Senin, 16 Oktober 2017

Hadis Tentang Etos Kerja Dan Kewirausahaan



 Hadis Tentang Etos Kerja Dan Kewirausahaan



A.    Etos Kerja
1.      Etos
Etos berasal dari Bahasa Yunani (ethos) yang memberikan arti sikap, kepribadian, watak, karakter, serta keyakinan atas sesuatu. Sikap ini tidak saja dimiliki oleh individu, tetapi juga oleh kelompok bahkan juga masyarakat. Etos dibentuk oleh berbagai kebiasaan, pengaruh budaya, serta sistem nilai yang diyakininya. Dan dari kata etos ini, dikenal pula kata etika, etiket yang hampir mendekati pada pengertian akhlak atau nilai-nilai yang berkaitan dengan baik-buruk (moral), sehingga dalam etos tersebut mengandung gairah atau semangat yang amat kuat untuk mengerjakan sesuatu secara optimal, lebih baik, dan bahkan berupaya untuk mencapai kualitas kerja yang sesempurna mungkin.
Karena etos berkaitan dengan nilai kejiwaan seseorang, hendaknya setiap pribadi muslim harus mengisinya dengan kebiasaan-kebiasaan yang positif dan ada semacam kerinduan untuk menunjukkan kepribadiannya sebagai seorang muslim dalam bentuk hasil kerja serta sikap dan perilaku yang menuju atau mengarah kepada hasil yang lebih sempurna. Akibatnya, cara dirinya mengekspresikan sesuatu selalu berdasarkan semangat menuju kepada perbaikan (improvement) dan terus berupaya dengan amat bersungguh-sungguh menghindari yang negatif (fasad).

**********

- Soal yang Diberikan -
Lanjutkan teks tentang etos kerja di atas, dimulai setelah kalimat terakhirnya.

Catatan titik berlabel:

**********

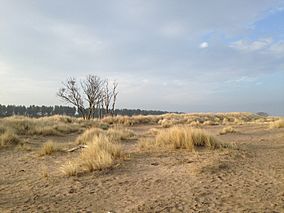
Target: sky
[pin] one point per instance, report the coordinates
(174, 55)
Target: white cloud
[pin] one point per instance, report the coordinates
(173, 30)
(247, 45)
(204, 45)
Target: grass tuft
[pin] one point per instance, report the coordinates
(48, 148)
(228, 129)
(179, 137)
(277, 124)
(8, 138)
(99, 154)
(70, 168)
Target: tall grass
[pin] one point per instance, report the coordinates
(226, 130)
(53, 125)
(8, 137)
(180, 137)
(277, 124)
(100, 153)
(48, 148)
(116, 133)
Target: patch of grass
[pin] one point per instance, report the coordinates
(54, 125)
(119, 133)
(99, 154)
(8, 138)
(88, 135)
(70, 168)
(180, 137)
(277, 124)
(48, 148)
(226, 130)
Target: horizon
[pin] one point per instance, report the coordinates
(168, 56)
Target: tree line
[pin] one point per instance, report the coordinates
(39, 111)
(92, 97)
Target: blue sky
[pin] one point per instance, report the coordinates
(184, 55)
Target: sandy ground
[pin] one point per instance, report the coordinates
(249, 179)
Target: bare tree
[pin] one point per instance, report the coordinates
(114, 96)
(94, 92)
(92, 88)
(107, 97)
(70, 93)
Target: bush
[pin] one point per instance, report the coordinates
(226, 130)
(48, 148)
(277, 124)
(178, 137)
(8, 138)
(99, 154)
(88, 135)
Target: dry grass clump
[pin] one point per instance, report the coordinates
(99, 153)
(88, 135)
(70, 168)
(228, 129)
(277, 124)
(48, 148)
(131, 120)
(116, 133)
(119, 133)
(7, 138)
(210, 123)
(166, 123)
(53, 125)
(178, 137)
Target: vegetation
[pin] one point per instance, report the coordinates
(39, 111)
(90, 96)
(48, 148)
(100, 153)
(115, 134)
(7, 138)
(277, 124)
(53, 125)
(228, 129)
(181, 137)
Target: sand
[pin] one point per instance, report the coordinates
(247, 179)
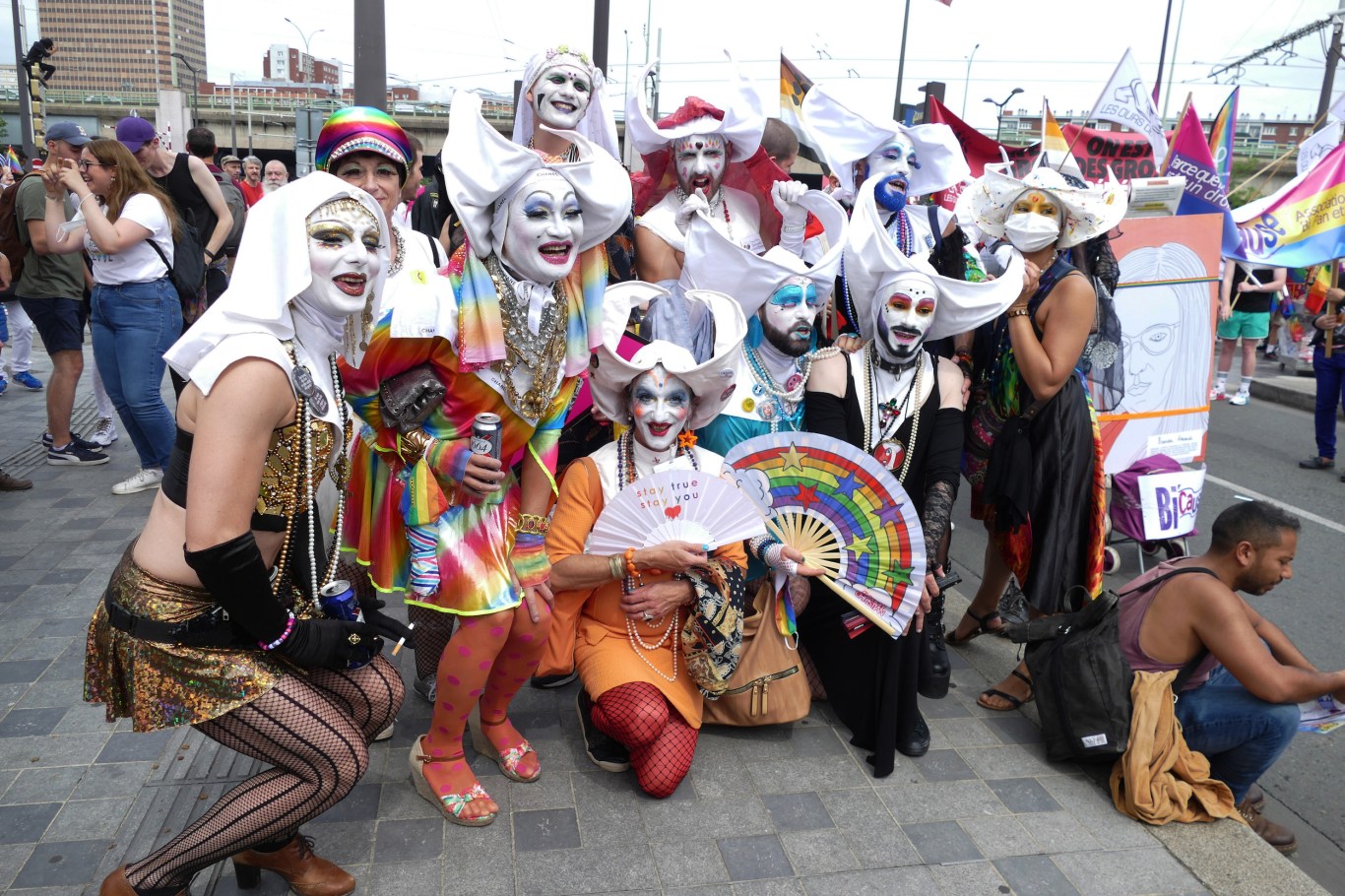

**********

- Jawaban Tugas -
Etos yang juga mempunyai makna nilai moral adalah suatu pandangan batin yang mendarah daging. Dia merasakan bahwa hanya dengan menghasilkan pekerjaan yang terbaik, bahkan sempurna, nilai-nilai Islam yang diyakininya dapat diwujudkan. Karenanya, etos bukan sekedar kepribadian atau sikap, melainkan lebih mendalam lagi, dia adalah martabat, harga diri dan jati diri seseorang. Dengan demikian, yang dimaksud etos kerja adalah totalitas kepribadian dirinya serta cara mengekspresikan, memandang, meyakini, dan memberikan makna pada sesuatu, yang mendorong dirinya untuk bertindak dan meraih amal yang optimal.
2.      Kerja
Makna pekerjaan terkandung dua aspek yang harus dipenuhinya secara nalar, yaitu sebagai berikut:
  1. Aktivitasnya dilakukan karena ada dorongan untuk mewujudkan sesuatu sehingga tumbuh rasa tanggung jawab yang besar untuk menghasilkan karya atau produk yang berkualitas. Bekerja bukan sekedar mencari uang, bekerja itu adalah ibadah sebuah upaya untuk menunjukkan performance hidupnya di hadapan Illahi.
  2. Apa yang dia lakukan tersebut karena kesengajaan, sesuatu yang direncanakan. Karenanya, didalamnya terkandung suatu gairah semangat untuk mengarahkan seluruh potensi yang dimilikinya sehingga apa yang dikerjakannya benar-benar memberi kepuasan dan manfaat.
Di sisi lain makna bekerja bagi seorang muslim adalah suatu upaya yang sungguh-sungguh, dengan mengerahkan seluruh aset, pikir dan dzikirnya untuk mengaktualisasikan atau menampakkan arti dirinya sebagai hamba Allah dunia dan menempatkan dirinya sebagai bagian dari masyarakat yang terbaik (khairu ummah) atau dengan kata lain dapat juga kita katakan bahwa hanya dengan bekerja manusia itu memanusiakan dirinya.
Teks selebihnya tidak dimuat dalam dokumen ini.